■ EXERCISE OBJECTIVE:
Copy all lines below exactly as written. Leave pictures out.

(Saved entries)
---

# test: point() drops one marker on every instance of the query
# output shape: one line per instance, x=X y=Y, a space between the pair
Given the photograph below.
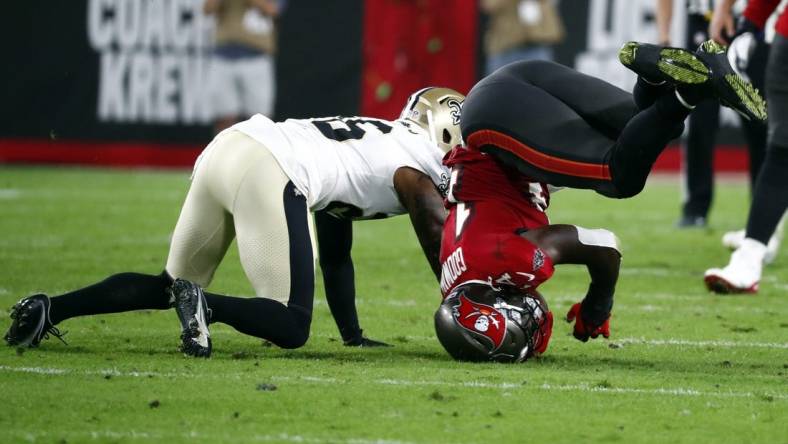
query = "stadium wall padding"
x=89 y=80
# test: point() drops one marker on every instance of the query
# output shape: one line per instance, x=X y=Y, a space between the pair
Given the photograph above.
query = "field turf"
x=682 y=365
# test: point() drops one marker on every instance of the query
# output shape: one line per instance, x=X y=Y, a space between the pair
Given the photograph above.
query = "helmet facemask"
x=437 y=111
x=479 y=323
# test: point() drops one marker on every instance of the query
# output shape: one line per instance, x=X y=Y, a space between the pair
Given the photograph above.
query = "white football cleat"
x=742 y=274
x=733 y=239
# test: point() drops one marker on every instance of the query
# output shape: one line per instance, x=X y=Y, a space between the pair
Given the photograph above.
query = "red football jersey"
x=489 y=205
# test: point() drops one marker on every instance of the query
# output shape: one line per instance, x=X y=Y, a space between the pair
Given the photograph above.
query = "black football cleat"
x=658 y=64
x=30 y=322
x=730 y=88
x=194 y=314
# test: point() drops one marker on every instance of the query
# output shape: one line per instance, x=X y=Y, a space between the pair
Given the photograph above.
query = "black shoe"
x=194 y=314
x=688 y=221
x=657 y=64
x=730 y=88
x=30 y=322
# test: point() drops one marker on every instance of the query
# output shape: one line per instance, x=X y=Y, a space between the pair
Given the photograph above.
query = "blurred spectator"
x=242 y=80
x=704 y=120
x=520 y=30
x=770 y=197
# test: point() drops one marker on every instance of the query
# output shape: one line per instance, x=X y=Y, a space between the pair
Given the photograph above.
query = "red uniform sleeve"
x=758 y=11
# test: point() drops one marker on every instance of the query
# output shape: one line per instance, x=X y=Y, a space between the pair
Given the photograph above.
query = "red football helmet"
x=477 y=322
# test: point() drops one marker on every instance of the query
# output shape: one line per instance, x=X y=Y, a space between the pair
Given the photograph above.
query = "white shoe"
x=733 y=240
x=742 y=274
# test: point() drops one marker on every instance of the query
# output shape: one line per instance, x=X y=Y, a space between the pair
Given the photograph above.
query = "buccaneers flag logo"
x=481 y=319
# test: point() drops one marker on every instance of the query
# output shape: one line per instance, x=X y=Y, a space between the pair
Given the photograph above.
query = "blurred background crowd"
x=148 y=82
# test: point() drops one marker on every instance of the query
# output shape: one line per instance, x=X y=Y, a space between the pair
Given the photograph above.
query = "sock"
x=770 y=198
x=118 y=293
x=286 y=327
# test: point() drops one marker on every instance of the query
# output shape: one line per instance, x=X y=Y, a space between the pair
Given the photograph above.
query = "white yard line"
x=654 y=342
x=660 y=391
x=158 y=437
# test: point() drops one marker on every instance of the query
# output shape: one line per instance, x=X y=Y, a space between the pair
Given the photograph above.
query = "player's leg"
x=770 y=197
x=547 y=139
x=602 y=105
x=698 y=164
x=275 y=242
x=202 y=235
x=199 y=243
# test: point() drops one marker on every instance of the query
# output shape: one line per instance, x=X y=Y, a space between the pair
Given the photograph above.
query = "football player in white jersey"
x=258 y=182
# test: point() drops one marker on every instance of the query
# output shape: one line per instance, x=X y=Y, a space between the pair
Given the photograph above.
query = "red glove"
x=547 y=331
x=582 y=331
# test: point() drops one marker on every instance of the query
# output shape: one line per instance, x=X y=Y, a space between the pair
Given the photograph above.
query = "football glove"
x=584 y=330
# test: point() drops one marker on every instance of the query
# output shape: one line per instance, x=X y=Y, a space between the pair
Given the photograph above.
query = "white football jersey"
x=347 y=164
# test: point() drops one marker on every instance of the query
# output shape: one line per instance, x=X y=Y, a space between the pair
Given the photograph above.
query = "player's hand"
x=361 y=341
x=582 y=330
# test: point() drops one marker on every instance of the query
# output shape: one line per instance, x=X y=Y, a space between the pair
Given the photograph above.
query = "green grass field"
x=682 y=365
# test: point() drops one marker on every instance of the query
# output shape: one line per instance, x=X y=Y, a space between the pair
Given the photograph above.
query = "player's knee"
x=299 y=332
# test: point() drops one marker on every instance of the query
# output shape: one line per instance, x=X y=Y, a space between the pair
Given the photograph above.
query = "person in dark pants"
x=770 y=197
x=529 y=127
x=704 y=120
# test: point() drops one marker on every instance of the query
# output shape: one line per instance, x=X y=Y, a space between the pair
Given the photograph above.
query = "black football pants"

---

■ REPLY TO THE EXERCISE:
# test: point() drops one marker on every instance of the query
# output shape: one line per instance, x=X y=Y, a space between the pair
Given the photograph below.
query = "stadium wall padding"
x=89 y=80
# test: point() drops one marker on every instance of the query
# output shape: one line per instance, x=X y=Y, a space between the pair
Given the photograph above.
query = "field turf"
x=682 y=365
# test: point() drops one marker on every instance of the query
# output shape: one line per instance, x=X y=Y, a space between the pair
Given the photograph above.
query = "helmet facemask"
x=437 y=111
x=479 y=323
# test: point() drops one marker on every instance of the query
# output shape: one line per instance, x=X y=Y, a space between the pair
Given the photograph above.
query = "white football cleat"
x=742 y=274
x=733 y=239
# test: point() drops one marker on every instance of the query
# output shape: one line per instance, x=X y=Y, a space between the pair
Given the photograph above.
query = "red football jersey"
x=489 y=205
# test: point() drops one marker on every instance of the query
# output shape: one line per instance, x=X y=Y, a space between the pair
Given the photograph above.
query = "black football cleat"
x=658 y=64
x=30 y=322
x=730 y=88
x=194 y=314
# test: point() drops one marker on every instance of the query
# output shape: one line per instance, x=X y=Y, a space between the pair
Given the photograph above.
query = "black shoe"
x=194 y=314
x=688 y=221
x=657 y=64
x=730 y=88
x=30 y=322
# test: point() drops one marker on every instance of the query
# output shape: one line per instance, x=X y=Y, a space between the pair
Given the photograph above.
query = "blurred spectator"
x=242 y=80
x=704 y=120
x=520 y=30
x=770 y=197
# test: point() drops one marker on every instance of the query
# output shape: one line per instance, x=X y=Y, a space between the pair
Given the photograph above.
query = "red uniform sleeve"
x=758 y=11
# test: point() drops one marker on every instance of the query
# output shape: one line per instance, x=X y=Y, a space between the pair
Given the photograph above.
query = "red football helmet"
x=477 y=322
# test: point() drops one marker on every instance of the query
# output shape: one line per instance, x=X y=Y, a space between the pair
Given the photograph above.
query = "white shoe"
x=733 y=240
x=742 y=274
# test: point() drops one marker on every instance of the query
# output shape: one line per instance, x=X y=Y, a space between the pair
Given the photograph above.
query = "buccaneers flag logo"
x=481 y=319
# test: point() drops one marker on every instance of the query
# output shape: one line per instance, x=X y=Y, a space between the pair
Given the photograph above.
query = "blurred background crowd"
x=148 y=82
# test: point() drops one marker on every instance of the query
# output shape: one line per instance, x=X y=Y, a space between the pair
Given the photograph above.
query = "sock"
x=770 y=198
x=118 y=293
x=286 y=327
# test: point() drops one marker on every instance of the query
# output shape: one line per instance, x=X y=Y, a space between the pair
Given the photograph above.
query = "white yard line"
x=654 y=342
x=660 y=391
x=158 y=437
# test: point() drops one marker on every instance of the query
# output shape: one line per instance, x=X y=Y, a space between the pair
Given the photograph above.
query = "player's leg"
x=770 y=197
x=547 y=139
x=602 y=105
x=698 y=164
x=275 y=242
x=202 y=235
x=199 y=243
# test: point() drops one marker on every instance of the query
# output shape: one line per instance, x=X y=Y, a space between the pair
Given the photograph above.
query = "football player in white jersey"
x=258 y=182
# test: point() drops one marker on every instance of the query
# output shape: one line per instance, x=X y=Y, a space between the pair
Given the photograph above.
query = "red glove"
x=547 y=331
x=582 y=331
# test: point() drops one marker on every instance of the query
# output shape: one line per instance, x=X y=Y, a space between the pair
Given the photograph above.
query = "football glove"
x=584 y=330
# test: point() drops one marker on every instance of the query
# output shape: one line per instance, x=X y=Y, a space between the pair
Given the photograph above.
query = "white football jersey"
x=347 y=164
# test: point() drops one marker on every instance of the query
# output shape: one line per instance, x=X y=Y, a space between the pair
Given the photograph above.
query = "player's hand"
x=361 y=341
x=582 y=330
# test: point() drops one marker on every instance of the query
# output shape: one line per instance, x=X y=Y, a space between the pair
Given the photograph above.
query = "green grass field"
x=682 y=365
# test: point() drops one marker on every instance of the query
# output shape: one line per instance, x=X y=Y, a space between the pair
Given the photograph above.
query = "player's knee"
x=299 y=332
# test: point() drops one marker on every instance of the query
# output shape: one line per instance, x=X y=Y, a space between the pair
Given the photograph above.
query = "person in dark pants"
x=770 y=197
x=529 y=127
x=704 y=120
# test: point() drops one marker on every instance of the query
# output shape: one line per instance, x=X y=Y, a space between the pair
Given the photograph above.
query = "black football pants"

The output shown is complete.